**Travail demandé:**
A. Relevez toutes les personnes désignées par leur nom dans le texte sur l'application de l'ordonnance en milieu carcéral.
B. Poursuivez le texte sur l'application de l'ordonnance en milieu carcéral à partir de sa dernière phrase.

··· Texte fourni ···

Reste à savoir si cette lecture minimaliste du texte législatif résistera à l’analyse du Conseil fédéral et à la surveillance qu’est appelée à faire, dans la même réponse, la Commission nationale de prévention de la torture (CNPT). La secrétaire générale de la CNPT, Sandra Imhof, a bien reçu le message. «Avec des ressources très limitées, la Commission ne saurait prétendre faire une surveillance systématique de la mise en œuvre de cette ordonnance. Cela dit, elle se montrera encore plus attentive qu’auparavant. La Suisse s’est dotée d’un cadre qui permet désormais une harmonisation des pratiques mais on en est encore très loin.»
Le cas vaudois
L’agitation politique a également gagné les cantons. Notamment celui de Vaud qui concentre une bonne partie du carcéral romand et où l’administration pénitentiaire a toujours combattu la distribution de seringues au nom de considérations morales ou sécuritaires. Nicolas Mattenberger, député socialiste, explique être intervenu, avec d’autres, auprès de la conseillère d’Etat Béatrice Métraux afin de savoir comment l’ordonnance sera appliquée. «On nous a répondu qu’une étude était en cours. Si rien n’est fait, une interpellation parlementaire sera déposée», précise-t-il. Elections cantonales obligent, ce sujet délicat sera sans doute reporté à plus tard.

··· Enregistrements du corpus ···

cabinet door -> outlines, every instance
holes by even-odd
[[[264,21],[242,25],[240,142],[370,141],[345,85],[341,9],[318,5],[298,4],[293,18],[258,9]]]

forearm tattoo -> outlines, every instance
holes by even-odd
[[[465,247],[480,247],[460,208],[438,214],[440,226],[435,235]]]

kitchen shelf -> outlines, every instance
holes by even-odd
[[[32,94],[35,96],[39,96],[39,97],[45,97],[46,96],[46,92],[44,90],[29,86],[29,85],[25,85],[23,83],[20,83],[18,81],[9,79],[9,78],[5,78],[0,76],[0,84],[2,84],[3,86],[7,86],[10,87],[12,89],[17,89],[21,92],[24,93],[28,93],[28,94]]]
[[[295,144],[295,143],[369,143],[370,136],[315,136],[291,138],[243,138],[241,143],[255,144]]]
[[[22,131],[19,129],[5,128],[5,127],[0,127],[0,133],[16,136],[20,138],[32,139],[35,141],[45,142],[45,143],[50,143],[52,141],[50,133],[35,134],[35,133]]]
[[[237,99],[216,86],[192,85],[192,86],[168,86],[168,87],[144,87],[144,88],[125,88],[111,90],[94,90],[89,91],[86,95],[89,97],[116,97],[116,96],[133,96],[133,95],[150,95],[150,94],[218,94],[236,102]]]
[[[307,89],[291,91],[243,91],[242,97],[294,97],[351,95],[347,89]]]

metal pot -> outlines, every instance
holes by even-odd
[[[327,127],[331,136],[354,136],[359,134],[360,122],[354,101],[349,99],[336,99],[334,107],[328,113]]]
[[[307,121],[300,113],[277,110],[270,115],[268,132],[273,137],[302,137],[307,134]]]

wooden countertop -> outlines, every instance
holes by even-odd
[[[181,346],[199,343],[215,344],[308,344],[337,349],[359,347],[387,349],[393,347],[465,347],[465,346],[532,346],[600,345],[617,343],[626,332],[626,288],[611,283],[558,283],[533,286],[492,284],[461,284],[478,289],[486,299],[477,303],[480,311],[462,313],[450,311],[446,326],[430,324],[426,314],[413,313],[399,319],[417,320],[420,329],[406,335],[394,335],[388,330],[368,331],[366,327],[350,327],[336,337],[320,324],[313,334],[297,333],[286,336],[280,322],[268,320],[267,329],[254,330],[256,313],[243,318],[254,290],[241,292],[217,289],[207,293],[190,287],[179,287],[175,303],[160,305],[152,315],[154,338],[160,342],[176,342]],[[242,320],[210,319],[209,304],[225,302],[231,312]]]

···

**Réponses aux consignes:**
A.
Sandra Imhof
Nicolas Mattenberger
Béatrice Métraux

B.
Les craintes exprimées par les agents de détention, qui voient une arme potentielle en chaque seringue, sont aussi une des causes de cette politique des très petits pas. Sylvie Bula, cheffe du service pénitentiaire vaudois, relève qu’un groupe de travail sera constitué, avec des représentants du personnel, pour mener une réflexion plus globale sur la prévention en prison et mettre au point une stratégie par étapes. «A terme, on va tendre vers une distribution de seringues là où les besoins existent. Il s’agira tout d’abord de monter un projet sur une première prison en s’inspirant des expériences déjà menées ailleurs. La conseillère d’Etat a donné son aval à cette manière progressive de faire et d’opérer des choix mesurés», ajoute la responsable.
Autant dire que le «rapidement», préconisé par le Conseil fédéral, risque bien de prendre encore pas mal de temps.